▶ Exercise brief: In the records below, swap "marker" for "pin" in everything from the line containing "Scouting pass: put a marker on the jacket" down to the line containing "[(1256, 581), (1254, 692), (633, 487), (1259, 807), (532, 450)]". Return only those lines, with nothing else changed.

▶ Information provided:
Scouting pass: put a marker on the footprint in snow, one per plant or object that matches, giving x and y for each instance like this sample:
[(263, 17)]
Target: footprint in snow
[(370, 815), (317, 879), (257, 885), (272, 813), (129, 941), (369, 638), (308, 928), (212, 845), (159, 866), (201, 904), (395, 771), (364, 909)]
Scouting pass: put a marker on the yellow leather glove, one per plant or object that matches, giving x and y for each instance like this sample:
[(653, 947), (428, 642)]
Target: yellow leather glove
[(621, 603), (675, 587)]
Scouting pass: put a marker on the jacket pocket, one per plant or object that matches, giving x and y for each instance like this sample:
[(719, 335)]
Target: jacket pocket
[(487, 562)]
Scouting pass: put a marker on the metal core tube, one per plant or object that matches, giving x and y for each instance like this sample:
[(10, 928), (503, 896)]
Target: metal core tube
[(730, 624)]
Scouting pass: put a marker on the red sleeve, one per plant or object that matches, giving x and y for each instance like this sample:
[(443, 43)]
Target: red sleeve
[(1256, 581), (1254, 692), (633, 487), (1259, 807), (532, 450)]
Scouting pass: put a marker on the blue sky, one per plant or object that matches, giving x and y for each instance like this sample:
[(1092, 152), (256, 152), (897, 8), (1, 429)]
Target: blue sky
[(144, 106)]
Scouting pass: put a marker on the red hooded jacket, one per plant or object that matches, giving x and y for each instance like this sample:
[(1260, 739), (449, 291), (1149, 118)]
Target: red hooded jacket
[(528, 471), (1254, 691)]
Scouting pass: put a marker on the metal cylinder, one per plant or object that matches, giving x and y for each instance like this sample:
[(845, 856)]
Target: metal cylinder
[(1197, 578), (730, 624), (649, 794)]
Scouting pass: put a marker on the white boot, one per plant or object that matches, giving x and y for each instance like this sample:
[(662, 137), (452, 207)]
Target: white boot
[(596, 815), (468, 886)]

▶ Output of the task:
Scouting pass: put a pin on the jacket pocket, one per plant or object that matches, giving x and y for each instance like this sample:
[(719, 335)]
Target: jacket pocket
[(487, 562)]
Scouting pass: put a pin on the metal core tube, one per plant or object that matches, giving x and y for each instance like this sample:
[(10, 928), (503, 896)]
Target: metal core tube
[(730, 624)]
Scouting pass: put a pin on the red sleeve, one per plant or object that matches, giving x and y for each instance like this sample:
[(443, 43)]
Target: red sleeve
[(1256, 581), (1254, 692), (633, 487), (1259, 807), (532, 450)]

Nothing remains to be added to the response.